━━ Given information ━━
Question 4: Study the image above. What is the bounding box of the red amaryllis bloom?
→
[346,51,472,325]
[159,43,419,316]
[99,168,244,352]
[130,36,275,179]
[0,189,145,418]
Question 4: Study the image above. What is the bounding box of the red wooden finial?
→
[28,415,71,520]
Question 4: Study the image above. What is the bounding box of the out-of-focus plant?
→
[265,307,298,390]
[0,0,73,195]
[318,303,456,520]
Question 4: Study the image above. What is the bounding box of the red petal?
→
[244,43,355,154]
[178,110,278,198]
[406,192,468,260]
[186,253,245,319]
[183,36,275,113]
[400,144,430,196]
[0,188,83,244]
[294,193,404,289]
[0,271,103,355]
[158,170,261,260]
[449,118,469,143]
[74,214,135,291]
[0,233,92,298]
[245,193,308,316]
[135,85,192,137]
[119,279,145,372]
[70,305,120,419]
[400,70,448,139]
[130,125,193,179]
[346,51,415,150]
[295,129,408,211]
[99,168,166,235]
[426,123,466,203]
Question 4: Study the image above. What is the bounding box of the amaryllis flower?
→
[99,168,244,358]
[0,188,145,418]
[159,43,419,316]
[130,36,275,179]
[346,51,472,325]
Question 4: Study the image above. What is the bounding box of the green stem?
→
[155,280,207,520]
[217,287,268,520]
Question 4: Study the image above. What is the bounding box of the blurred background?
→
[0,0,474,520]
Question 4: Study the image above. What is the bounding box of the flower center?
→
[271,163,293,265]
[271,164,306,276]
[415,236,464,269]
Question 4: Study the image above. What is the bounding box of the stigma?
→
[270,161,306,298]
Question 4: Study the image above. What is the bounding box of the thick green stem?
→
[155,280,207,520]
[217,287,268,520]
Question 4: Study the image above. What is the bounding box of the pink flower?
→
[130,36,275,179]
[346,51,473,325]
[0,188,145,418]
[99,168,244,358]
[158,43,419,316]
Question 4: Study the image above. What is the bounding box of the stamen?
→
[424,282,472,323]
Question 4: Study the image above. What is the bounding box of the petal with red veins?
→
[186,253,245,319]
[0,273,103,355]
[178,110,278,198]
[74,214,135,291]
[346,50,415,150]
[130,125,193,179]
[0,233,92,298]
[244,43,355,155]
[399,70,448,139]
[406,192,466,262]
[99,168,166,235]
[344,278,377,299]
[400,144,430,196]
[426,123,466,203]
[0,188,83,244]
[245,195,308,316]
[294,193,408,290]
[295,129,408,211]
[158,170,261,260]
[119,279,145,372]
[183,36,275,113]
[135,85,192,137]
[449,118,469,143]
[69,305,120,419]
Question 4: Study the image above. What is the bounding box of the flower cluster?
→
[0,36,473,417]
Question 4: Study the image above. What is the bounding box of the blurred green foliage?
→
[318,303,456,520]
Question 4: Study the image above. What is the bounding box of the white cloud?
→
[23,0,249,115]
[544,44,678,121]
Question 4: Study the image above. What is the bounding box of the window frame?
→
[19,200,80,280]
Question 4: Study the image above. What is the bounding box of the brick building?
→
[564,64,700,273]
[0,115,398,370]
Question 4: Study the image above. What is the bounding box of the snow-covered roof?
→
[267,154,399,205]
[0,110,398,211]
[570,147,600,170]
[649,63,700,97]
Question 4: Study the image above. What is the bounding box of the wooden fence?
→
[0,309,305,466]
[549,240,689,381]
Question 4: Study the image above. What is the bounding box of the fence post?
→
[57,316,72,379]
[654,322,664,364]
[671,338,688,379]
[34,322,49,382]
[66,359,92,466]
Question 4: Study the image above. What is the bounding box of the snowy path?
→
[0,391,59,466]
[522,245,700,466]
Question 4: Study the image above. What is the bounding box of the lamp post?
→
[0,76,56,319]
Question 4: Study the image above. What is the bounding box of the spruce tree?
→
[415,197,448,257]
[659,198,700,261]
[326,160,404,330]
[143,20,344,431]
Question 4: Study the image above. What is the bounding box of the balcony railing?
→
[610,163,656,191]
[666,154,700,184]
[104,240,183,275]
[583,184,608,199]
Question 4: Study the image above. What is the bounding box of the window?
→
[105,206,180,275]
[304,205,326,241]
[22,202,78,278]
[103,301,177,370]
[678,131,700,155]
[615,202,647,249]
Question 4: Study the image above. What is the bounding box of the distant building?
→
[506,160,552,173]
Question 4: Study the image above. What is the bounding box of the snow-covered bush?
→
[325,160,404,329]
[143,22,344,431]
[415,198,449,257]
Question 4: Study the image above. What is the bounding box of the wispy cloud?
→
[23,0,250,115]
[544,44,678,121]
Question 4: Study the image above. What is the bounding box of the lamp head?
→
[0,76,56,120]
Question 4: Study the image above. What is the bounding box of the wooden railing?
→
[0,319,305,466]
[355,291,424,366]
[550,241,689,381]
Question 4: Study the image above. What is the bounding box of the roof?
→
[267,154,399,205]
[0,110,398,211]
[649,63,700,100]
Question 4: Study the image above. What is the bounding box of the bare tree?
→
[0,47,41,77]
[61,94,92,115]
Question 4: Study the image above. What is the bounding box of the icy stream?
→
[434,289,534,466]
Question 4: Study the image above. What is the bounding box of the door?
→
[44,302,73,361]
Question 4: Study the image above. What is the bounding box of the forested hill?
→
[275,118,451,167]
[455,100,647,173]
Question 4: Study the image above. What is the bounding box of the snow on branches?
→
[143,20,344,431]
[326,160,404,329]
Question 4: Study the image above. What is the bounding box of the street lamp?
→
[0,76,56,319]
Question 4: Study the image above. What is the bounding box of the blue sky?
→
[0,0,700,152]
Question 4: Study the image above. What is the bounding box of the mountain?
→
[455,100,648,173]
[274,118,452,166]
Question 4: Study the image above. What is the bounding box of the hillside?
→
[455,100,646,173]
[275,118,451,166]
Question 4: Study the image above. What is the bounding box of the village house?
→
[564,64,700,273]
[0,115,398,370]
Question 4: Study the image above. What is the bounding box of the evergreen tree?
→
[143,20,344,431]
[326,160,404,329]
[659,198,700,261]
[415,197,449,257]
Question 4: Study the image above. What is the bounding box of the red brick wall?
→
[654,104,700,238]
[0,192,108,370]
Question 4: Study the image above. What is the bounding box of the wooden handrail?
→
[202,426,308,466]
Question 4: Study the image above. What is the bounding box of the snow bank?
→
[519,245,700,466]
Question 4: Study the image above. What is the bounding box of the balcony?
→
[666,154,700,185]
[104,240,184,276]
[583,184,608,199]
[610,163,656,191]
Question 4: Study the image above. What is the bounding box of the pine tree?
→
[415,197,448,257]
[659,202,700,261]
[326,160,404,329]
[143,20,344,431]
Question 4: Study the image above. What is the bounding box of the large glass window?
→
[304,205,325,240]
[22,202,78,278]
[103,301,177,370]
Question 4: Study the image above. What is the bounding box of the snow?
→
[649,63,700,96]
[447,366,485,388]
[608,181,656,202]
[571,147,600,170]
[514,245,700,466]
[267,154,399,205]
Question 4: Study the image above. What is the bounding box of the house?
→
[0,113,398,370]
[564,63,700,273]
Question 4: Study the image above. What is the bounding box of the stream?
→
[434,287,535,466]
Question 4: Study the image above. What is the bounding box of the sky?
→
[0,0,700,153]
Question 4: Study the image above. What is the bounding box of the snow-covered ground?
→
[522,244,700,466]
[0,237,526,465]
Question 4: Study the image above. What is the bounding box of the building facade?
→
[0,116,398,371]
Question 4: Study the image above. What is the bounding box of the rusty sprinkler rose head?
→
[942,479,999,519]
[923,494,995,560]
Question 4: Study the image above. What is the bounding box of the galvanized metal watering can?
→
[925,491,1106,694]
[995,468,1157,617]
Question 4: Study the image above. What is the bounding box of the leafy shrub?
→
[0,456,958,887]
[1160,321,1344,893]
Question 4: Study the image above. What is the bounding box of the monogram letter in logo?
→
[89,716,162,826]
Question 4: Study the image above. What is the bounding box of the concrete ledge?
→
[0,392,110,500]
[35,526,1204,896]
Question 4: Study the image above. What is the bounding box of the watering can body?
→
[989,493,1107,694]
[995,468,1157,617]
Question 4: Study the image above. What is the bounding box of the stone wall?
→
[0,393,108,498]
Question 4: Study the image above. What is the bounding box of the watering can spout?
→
━━━
Identify every line in the records above that contains the string "balcony", and copy each of those lines. Matching is case-sensitive.

-- Expected output --
Question 4: Study the image above. What is the bounding box of the balcony railing?
Question 4: Study the image above. What is the bounding box of the balcony?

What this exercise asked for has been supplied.